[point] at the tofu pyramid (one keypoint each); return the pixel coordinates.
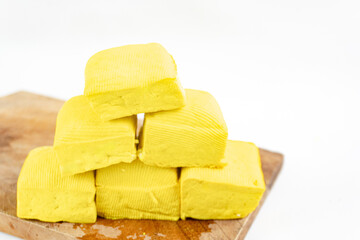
(137, 191)
(132, 79)
(184, 133)
(84, 142)
(194, 135)
(43, 194)
(231, 192)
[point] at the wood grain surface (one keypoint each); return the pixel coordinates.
(28, 121)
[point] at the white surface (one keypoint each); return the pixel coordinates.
(286, 74)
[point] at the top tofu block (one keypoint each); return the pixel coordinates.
(84, 142)
(132, 79)
(192, 136)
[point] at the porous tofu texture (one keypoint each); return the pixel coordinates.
(228, 193)
(192, 136)
(132, 79)
(44, 195)
(137, 191)
(84, 142)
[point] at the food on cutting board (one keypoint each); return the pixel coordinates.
(132, 79)
(220, 179)
(43, 194)
(192, 136)
(231, 192)
(84, 142)
(137, 191)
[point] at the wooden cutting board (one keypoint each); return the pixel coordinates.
(28, 121)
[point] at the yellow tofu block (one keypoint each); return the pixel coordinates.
(44, 195)
(231, 192)
(137, 191)
(192, 136)
(132, 79)
(84, 142)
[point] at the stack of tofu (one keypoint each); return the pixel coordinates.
(179, 165)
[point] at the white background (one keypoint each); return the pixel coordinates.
(286, 74)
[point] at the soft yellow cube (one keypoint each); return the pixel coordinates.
(194, 135)
(44, 195)
(84, 142)
(132, 79)
(137, 191)
(231, 192)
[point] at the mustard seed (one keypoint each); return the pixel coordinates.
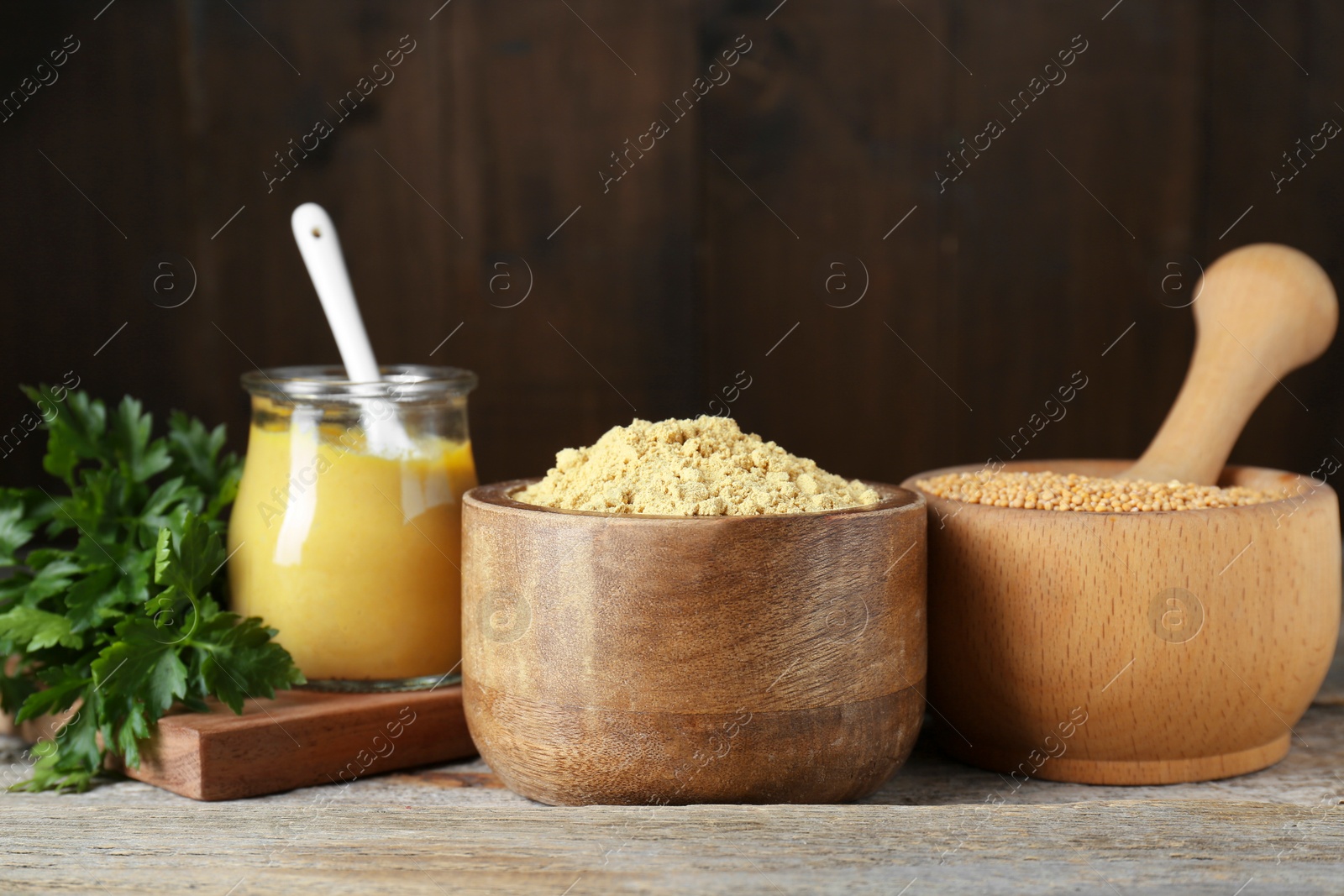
(1061, 492)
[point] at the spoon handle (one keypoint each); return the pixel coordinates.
(1260, 312)
(320, 248)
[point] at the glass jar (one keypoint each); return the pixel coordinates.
(346, 535)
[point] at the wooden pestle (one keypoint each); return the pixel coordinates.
(1261, 311)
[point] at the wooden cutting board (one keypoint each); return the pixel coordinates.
(302, 738)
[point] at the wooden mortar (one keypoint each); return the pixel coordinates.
(1153, 647)
(1189, 642)
(652, 660)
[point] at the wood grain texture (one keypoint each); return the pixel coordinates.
(952, 826)
(302, 738)
(1137, 647)
(1263, 311)
(654, 660)
(679, 277)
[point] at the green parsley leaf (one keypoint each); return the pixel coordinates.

§

__EXERCISE BRIEF__
Put all the rows above into a numbered list, skipping any blank lines. Leave the pictures out of your answer.

__CORRECT RESULT__
1. [point] at the tofu pyramid (one keypoint each); return the pixel coordinates.
2. (137, 191)
3. (132, 79)
4. (184, 133)
5. (84, 142)
6. (194, 135)
7. (43, 194)
8. (231, 192)
9. [point] at the wood grain surface (one keypoint each); return the pixel coordinates.
10. (28, 121)
11. [point] at the white surface (one keypoint each); return the pixel coordinates.
12. (286, 74)
13. [point] at the top tofu block (one keypoint each); return the pixel coordinates.
14. (84, 142)
15. (132, 79)
16. (192, 136)
17. [point] at the porous tofu texture (one keypoint each); return the pixel coordinates.
18. (228, 193)
19. (192, 136)
20. (132, 79)
21. (44, 195)
22. (137, 191)
23. (84, 142)
24. [point] at the food on cutting board (one keypoint each); return the pixel coordinates.
25. (132, 79)
26. (220, 179)
27. (43, 194)
28. (192, 136)
29. (231, 192)
30. (84, 142)
31. (137, 191)
32. [point] at the wooden cutting board (one keypoint each); return the pixel coordinates.
33. (28, 121)
34. [point] at the yellow tofu block (one keypoint each); return the pixel coordinates.
35. (44, 195)
36. (231, 192)
37. (137, 191)
38. (192, 136)
39. (132, 79)
40. (84, 142)
41. [point] at the stack of tofu (one keypoint each); return the pixel coordinates.
42. (179, 165)
43. [point] at the white background (one keypoint each); return the pixel coordinates.
44. (286, 74)
45. [point] at the soft yellow cube (one keypoint each); return the pixel coordinates.
46. (194, 135)
47. (44, 195)
48. (84, 142)
49. (132, 79)
50. (137, 191)
51. (231, 192)
52. [point] at the mustard seed (one keypoint each); return the pixel coordinates.
53. (1061, 492)
54. [point] at the spoon handle (one keypoint each); return the pixel coordinates.
55. (1260, 312)
56. (320, 248)
57. [point] at the glass jar (one keypoint each); return the pixel coordinates.
58. (346, 535)
59. [point] at the wooden pestle (one keypoint each); return the pixel coordinates.
60. (1261, 311)
61. [point] at the wooden cutting board (one keypoint each); return the pixel coordinates.
62. (302, 738)
63. [point] at the wooden mortar (one keypoint each); return the pixel coordinates.
64. (1153, 647)
65. (1189, 642)
66. (652, 660)
67. [point] at the wood grain texture (one keypoint each); return the pixel coordinates.
68. (952, 826)
69. (302, 738)
70. (1137, 647)
71. (1263, 311)
72. (654, 660)
73. (679, 277)
74. [point] at the green parsley leaf (one keypoint each); return the pixel coordinates.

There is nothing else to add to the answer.